**Problem**
Give back exactly the lines that run from the beginning of the entries to the line containing "give the outline of every instance of the boy's", both included, and nothing else.

START Record excerpts

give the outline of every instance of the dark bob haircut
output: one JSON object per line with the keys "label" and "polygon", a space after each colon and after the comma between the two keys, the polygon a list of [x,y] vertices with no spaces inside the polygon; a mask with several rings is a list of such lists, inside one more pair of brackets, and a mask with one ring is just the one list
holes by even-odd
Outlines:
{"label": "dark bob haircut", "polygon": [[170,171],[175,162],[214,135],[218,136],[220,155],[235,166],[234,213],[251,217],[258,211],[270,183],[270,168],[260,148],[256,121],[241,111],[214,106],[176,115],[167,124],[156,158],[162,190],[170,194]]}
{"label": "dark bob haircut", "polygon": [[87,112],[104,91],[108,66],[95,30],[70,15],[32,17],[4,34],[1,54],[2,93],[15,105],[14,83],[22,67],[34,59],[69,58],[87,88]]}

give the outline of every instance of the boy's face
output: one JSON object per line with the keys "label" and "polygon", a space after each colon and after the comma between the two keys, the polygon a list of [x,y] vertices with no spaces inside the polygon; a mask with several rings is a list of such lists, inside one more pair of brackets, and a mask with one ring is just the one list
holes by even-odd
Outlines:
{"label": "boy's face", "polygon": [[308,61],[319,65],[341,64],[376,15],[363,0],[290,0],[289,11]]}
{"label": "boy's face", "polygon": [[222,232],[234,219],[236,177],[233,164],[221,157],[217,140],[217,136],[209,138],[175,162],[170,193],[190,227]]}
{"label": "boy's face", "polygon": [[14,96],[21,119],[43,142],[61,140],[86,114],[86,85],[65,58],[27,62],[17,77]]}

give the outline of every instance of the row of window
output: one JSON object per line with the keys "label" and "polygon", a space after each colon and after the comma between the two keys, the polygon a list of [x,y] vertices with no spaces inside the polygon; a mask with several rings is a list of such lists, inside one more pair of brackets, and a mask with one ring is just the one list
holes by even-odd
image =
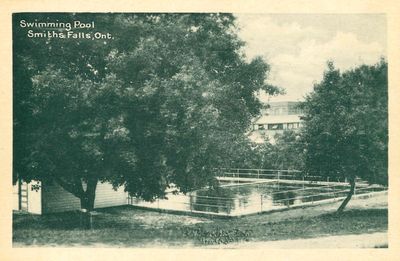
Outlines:
{"label": "row of window", "polygon": [[290,130],[301,127],[300,122],[293,123],[274,123],[274,124],[255,124],[254,130]]}
{"label": "row of window", "polygon": [[268,109],[269,115],[298,115],[303,114],[303,110],[297,107],[278,107]]}

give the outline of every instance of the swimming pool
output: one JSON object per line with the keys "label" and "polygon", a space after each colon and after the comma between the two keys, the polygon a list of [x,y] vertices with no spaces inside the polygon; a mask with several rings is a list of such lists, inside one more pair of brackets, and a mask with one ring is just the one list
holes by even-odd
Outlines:
{"label": "swimming pool", "polygon": [[[385,190],[382,186],[359,185],[356,194]],[[145,202],[130,198],[134,206],[159,210],[240,216],[306,206],[344,198],[349,185],[338,182],[302,182],[293,180],[220,181],[216,189],[200,189],[189,194],[167,194],[166,199]]]}

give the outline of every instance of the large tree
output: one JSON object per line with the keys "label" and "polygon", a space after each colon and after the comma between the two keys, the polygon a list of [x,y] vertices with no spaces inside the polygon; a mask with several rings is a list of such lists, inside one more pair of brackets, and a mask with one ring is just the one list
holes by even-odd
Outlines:
{"label": "large tree", "polygon": [[[21,19],[93,20],[114,39],[27,39]],[[152,200],[213,184],[261,107],[231,14],[14,16],[14,176],[93,208],[96,184]],[[245,142],[243,143],[245,144]]]}
{"label": "large tree", "polygon": [[354,194],[357,177],[388,182],[387,83],[383,59],[343,73],[329,62],[323,80],[303,104],[306,171],[345,177],[350,183],[338,212]]}

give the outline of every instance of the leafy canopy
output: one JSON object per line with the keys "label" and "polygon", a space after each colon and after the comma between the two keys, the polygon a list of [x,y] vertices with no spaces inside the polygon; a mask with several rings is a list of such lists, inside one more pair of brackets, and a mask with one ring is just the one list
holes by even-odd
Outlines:
{"label": "leafy canopy", "polygon": [[387,63],[341,73],[332,62],[303,104],[305,168],[387,184]]}
{"label": "leafy canopy", "polygon": [[[26,39],[19,19],[93,20],[114,39]],[[144,199],[212,184],[261,107],[269,66],[246,62],[231,14],[14,16],[14,173],[110,181]],[[245,142],[243,143],[245,144]]]}

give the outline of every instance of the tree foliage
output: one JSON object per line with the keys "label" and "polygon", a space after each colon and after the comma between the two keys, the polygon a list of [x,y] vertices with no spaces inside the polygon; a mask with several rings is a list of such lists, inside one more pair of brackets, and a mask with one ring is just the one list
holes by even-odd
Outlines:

END Record excerpts

**The answer**
give the outline of every instance of the dark bob haircut
output: one JSON object per line with the keys "label" and "polygon", a space after each colon and after the comma between the two keys, the polygon a list of [x,y] vertices with no spaces inside the polygon; a mask with several rings is a list of such lists, inside one more pair of brackets, and a mask with one ring is just the one list
holes by even-odd
Outlines:
{"label": "dark bob haircut", "polygon": [[170,171],[175,162],[214,135],[218,136],[220,155],[235,166],[234,213],[251,217],[258,211],[270,183],[270,168],[260,148],[256,121],[241,111],[214,106],[176,115],[167,124],[156,158],[162,190],[170,194]]}
{"label": "dark bob haircut", "polygon": [[87,112],[104,91],[108,66],[95,30],[70,15],[32,17],[4,34],[1,54],[2,93],[15,105],[14,83],[22,67],[34,59],[69,58],[87,88]]}

give the outline of every instance of the boy's face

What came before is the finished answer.